Rewrite the records starting at the line that contains "Identify the shorter" and ending at the line that contains "497,452,1021,588" as a two-column CSV with the columns text and answer. Give one row per record, with each value in its own quoted field and any line breaks turned into spaces.
* BEGIN Given data *
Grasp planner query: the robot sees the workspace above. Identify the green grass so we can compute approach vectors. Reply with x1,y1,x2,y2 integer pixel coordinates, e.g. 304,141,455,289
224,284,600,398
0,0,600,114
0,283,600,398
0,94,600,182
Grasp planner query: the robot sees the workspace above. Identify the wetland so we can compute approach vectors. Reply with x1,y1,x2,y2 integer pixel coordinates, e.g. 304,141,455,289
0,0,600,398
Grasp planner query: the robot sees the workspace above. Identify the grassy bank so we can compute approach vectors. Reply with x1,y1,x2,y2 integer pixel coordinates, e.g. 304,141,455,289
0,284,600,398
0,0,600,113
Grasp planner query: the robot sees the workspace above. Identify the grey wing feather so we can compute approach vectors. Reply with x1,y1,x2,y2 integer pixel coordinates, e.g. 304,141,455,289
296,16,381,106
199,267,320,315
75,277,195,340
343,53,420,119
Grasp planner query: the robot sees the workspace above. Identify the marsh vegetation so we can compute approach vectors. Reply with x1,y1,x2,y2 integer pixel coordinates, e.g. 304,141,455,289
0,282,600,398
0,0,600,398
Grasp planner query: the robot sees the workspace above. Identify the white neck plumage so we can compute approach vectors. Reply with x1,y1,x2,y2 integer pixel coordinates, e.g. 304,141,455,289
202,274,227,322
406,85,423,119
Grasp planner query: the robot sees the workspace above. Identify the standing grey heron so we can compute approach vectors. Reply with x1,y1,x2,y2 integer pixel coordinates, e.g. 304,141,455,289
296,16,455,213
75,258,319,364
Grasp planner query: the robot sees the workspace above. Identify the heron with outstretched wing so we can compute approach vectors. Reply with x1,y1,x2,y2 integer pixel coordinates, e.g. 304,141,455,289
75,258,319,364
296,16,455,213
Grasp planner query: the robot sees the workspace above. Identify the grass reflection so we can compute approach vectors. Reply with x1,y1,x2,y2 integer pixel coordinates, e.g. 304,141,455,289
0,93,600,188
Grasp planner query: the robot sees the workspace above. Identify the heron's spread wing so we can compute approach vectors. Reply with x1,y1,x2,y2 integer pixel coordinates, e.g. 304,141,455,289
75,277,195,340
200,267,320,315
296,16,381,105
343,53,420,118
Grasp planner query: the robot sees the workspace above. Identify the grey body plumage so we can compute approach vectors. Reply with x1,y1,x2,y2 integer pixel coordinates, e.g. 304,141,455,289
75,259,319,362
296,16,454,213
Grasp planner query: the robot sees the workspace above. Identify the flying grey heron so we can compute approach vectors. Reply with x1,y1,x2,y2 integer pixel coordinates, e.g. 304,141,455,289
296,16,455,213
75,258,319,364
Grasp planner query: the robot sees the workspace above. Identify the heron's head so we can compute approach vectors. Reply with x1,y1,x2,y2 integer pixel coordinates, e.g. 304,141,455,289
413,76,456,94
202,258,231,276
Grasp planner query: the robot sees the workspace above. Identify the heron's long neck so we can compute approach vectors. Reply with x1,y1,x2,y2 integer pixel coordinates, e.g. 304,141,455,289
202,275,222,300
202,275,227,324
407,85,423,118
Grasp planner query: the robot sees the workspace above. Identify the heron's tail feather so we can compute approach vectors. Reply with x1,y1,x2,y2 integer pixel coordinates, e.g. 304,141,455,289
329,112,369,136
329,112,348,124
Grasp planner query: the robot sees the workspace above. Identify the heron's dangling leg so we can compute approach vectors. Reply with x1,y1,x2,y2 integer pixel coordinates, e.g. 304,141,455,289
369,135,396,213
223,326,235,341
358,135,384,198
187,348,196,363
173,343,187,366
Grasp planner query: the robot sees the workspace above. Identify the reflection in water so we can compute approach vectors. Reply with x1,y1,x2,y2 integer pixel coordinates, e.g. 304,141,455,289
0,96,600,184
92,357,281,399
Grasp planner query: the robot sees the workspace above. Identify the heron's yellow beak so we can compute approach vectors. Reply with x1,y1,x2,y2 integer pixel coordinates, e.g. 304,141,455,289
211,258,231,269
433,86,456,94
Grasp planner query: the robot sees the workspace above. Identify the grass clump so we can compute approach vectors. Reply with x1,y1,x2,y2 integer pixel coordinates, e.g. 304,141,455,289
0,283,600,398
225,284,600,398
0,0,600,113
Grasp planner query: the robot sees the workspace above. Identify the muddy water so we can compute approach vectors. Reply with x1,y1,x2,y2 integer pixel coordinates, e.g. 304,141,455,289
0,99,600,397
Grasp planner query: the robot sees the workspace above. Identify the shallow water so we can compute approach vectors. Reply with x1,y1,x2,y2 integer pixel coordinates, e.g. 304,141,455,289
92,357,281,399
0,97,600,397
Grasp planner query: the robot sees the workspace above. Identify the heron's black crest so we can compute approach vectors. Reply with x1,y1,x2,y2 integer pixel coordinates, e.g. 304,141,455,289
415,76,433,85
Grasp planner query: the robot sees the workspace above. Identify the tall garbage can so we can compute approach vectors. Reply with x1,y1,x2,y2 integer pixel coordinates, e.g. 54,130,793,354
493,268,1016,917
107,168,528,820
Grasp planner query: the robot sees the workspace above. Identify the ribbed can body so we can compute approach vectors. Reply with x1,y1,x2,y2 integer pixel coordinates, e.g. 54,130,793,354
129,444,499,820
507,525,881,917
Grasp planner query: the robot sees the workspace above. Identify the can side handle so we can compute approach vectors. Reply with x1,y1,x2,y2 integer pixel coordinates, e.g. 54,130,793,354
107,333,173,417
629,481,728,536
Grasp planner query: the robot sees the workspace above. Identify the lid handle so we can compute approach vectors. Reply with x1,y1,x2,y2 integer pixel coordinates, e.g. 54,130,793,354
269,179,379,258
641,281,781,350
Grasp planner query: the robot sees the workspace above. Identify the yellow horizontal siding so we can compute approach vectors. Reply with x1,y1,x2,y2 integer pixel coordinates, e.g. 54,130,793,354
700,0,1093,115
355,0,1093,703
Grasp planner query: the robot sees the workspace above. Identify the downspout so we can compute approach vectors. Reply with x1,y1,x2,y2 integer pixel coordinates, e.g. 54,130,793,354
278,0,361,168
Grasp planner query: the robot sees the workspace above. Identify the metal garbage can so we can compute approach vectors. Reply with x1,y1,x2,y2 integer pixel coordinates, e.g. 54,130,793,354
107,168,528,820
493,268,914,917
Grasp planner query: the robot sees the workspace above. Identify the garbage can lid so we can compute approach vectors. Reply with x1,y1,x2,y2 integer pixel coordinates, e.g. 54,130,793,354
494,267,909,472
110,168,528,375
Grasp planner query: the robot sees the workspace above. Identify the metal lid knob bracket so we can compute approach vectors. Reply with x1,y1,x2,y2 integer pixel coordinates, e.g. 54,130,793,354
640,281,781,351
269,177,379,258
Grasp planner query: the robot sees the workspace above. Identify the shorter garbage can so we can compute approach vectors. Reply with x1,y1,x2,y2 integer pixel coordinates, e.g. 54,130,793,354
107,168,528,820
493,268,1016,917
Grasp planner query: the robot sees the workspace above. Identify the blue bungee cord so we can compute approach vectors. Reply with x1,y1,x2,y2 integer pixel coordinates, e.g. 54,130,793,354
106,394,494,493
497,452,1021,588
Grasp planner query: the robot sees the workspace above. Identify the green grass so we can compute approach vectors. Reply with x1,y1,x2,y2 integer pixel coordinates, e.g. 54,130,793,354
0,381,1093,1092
* END Given data *
_Result of this task_
text,answer
"Grasp planner query: the robot sees the workspace above. Identify the shorter garbage can so we can compute approach vectors. Reply with x1,y1,x2,y2 integer pixel coordinates, e.g. 54,130,793,354","107,168,528,820 493,268,1016,917"
"Grasp planner query: the robot sees the workspace above. Identify the blue bungee cord so we can compute approach vectors. Reply with x1,y1,x2,y2 integer pixel coordinates, e.g. 54,130,793,354","106,394,494,493 497,452,1021,588"